- _Problem description_
Reproduce every entry in the listing without alteration.

--------------------------------

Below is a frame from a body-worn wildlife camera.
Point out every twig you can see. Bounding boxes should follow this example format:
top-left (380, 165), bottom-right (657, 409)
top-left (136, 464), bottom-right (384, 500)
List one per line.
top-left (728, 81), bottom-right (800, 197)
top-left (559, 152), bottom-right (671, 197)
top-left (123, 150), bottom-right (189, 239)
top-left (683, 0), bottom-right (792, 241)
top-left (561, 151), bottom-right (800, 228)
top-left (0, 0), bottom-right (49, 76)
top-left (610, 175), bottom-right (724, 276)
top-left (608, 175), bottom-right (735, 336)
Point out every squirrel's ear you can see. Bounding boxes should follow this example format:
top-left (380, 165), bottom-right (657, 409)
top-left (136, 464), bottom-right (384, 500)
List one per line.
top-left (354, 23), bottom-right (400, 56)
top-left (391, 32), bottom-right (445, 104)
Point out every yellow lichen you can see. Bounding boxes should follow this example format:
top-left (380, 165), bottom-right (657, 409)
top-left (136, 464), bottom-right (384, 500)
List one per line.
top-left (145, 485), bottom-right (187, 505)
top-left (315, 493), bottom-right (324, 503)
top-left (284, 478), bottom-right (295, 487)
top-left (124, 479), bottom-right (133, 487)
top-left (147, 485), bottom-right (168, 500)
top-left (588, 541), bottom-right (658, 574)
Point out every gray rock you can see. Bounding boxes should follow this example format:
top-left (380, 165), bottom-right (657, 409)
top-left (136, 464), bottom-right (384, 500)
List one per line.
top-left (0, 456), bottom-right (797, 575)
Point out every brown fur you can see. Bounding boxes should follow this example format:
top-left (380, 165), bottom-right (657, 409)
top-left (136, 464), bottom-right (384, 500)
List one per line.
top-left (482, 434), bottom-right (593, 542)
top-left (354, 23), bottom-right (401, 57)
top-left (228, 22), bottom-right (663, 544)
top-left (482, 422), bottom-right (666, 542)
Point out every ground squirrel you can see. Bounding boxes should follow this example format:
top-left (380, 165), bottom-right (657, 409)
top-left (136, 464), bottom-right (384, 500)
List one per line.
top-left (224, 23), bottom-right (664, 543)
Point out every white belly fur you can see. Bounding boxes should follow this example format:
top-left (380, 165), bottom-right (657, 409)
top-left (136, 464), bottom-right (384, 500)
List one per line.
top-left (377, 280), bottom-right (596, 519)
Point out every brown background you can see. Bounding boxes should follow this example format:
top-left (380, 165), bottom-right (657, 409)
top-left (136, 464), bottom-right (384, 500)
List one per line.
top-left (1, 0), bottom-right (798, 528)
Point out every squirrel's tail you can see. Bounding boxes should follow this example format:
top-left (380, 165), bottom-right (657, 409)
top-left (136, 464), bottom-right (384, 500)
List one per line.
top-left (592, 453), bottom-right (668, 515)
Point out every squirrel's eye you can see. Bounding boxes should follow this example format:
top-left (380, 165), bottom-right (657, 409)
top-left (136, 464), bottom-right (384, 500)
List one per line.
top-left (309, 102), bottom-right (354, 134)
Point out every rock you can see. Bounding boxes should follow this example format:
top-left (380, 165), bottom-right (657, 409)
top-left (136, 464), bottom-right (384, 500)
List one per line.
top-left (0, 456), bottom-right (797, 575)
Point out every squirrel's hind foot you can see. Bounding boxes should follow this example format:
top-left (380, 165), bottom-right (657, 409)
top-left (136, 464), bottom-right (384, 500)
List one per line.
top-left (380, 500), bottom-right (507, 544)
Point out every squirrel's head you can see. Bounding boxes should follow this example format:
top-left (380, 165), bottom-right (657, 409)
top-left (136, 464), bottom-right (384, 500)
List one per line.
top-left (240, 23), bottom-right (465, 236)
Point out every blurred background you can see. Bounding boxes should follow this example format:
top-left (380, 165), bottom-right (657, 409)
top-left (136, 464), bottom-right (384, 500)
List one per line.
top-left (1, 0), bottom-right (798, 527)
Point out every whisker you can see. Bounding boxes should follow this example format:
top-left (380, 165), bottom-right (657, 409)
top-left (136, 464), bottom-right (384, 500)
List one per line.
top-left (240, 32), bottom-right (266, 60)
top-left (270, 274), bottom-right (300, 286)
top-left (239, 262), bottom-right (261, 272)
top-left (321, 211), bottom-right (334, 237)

--------------------------------

- _Expected answer_
Below is a frame from a body-worn wildlife camera.
Point out every twig you can see. Bounding boxes should follow this example format:
top-left (380, 165), bottom-right (657, 409)
top-left (136, 464), bottom-right (384, 500)
List one per line.
top-left (728, 81), bottom-right (800, 197)
top-left (559, 152), bottom-right (671, 197)
top-left (123, 150), bottom-right (189, 239)
top-left (683, 0), bottom-right (792, 241)
top-left (561, 151), bottom-right (800, 228)
top-left (0, 0), bottom-right (49, 76)
top-left (610, 175), bottom-right (724, 276)
top-left (608, 175), bottom-right (735, 336)
Point out every squirrel's ear you can see. Bounding boxes should follow this example format:
top-left (380, 165), bottom-right (657, 409)
top-left (136, 464), bottom-right (384, 500)
List one per line.
top-left (354, 23), bottom-right (400, 56)
top-left (391, 32), bottom-right (445, 104)
Point out every yellow lichen you can see. Bounding boxes should follow this example format:
top-left (380, 165), bottom-right (657, 409)
top-left (136, 464), bottom-right (384, 500)
List one per line.
top-left (145, 485), bottom-right (187, 505)
top-left (315, 493), bottom-right (324, 503)
top-left (284, 478), bottom-right (295, 487)
top-left (124, 479), bottom-right (133, 487)
top-left (147, 485), bottom-right (168, 500)
top-left (588, 541), bottom-right (658, 574)
Point out every gray rock you can see. Bounding boxes should follow this example format:
top-left (380, 165), bottom-right (657, 409)
top-left (136, 464), bottom-right (384, 500)
List one per line.
top-left (0, 456), bottom-right (797, 575)
Point out every brown fur you can see. Bounding boxes should follow this example format:
top-left (380, 165), bottom-right (657, 409)
top-left (136, 464), bottom-right (384, 500)
List one per line.
top-left (482, 434), bottom-right (593, 542)
top-left (354, 23), bottom-right (401, 57)
top-left (228, 22), bottom-right (663, 544)
top-left (482, 422), bottom-right (666, 542)
Point out every ground squirrel you can see. Bounding boxes should follow this example format:
top-left (380, 165), bottom-right (657, 409)
top-left (136, 464), bottom-right (384, 500)
List one per line.
top-left (224, 23), bottom-right (664, 543)
Point out every white belly fur you can see. Bounding boxes should follow this example format:
top-left (380, 165), bottom-right (657, 409)
top-left (136, 464), bottom-right (384, 500)
List one per line.
top-left (377, 280), bottom-right (596, 519)
Point out every brown background you can see. Bounding boxes should follow this example format:
top-left (380, 165), bottom-right (657, 409)
top-left (136, 464), bottom-right (384, 500)
List one per line.
top-left (1, 0), bottom-right (798, 528)
Point out every squirrel's tail you can see. Bounding boxes should follow this example format:
top-left (380, 165), bottom-right (657, 409)
top-left (136, 464), bottom-right (384, 500)
List one per line.
top-left (592, 453), bottom-right (668, 515)
Point out every squirrel's eye you can see. Bounding boxes should follow this example format:
top-left (380, 165), bottom-right (657, 409)
top-left (136, 464), bottom-right (384, 500)
List one per line.
top-left (309, 102), bottom-right (354, 134)
Point out every rock you can see. Bounding boxes should follow this example format:
top-left (380, 165), bottom-right (657, 409)
top-left (136, 464), bottom-right (384, 500)
List one per line.
top-left (0, 456), bottom-right (797, 575)
Point out every squirrel's hind foot you can see. Bounding boxes should follow this example format:
top-left (380, 165), bottom-right (657, 409)
top-left (136, 464), bottom-right (384, 500)
List one per line.
top-left (380, 500), bottom-right (507, 544)
Point out every squirrel's head you can see. Bounding boxes should follow this example format:
top-left (380, 165), bottom-right (657, 409)
top-left (136, 464), bottom-right (384, 500)
List one per line.
top-left (240, 23), bottom-right (465, 236)
Point out every blurred background you can see. Bounding boxes should follow this example format:
top-left (380, 165), bottom-right (657, 409)
top-left (136, 464), bottom-right (384, 500)
List one per line.
top-left (1, 0), bottom-right (798, 527)
Point out every whisker you can see. Bounding boxes should follow this example format:
top-left (380, 165), bottom-right (657, 409)
top-left (136, 464), bottom-right (384, 500)
List one per line.
top-left (240, 32), bottom-right (266, 60)
top-left (270, 274), bottom-right (300, 286)
top-left (239, 262), bottom-right (261, 272)
top-left (321, 211), bottom-right (334, 237)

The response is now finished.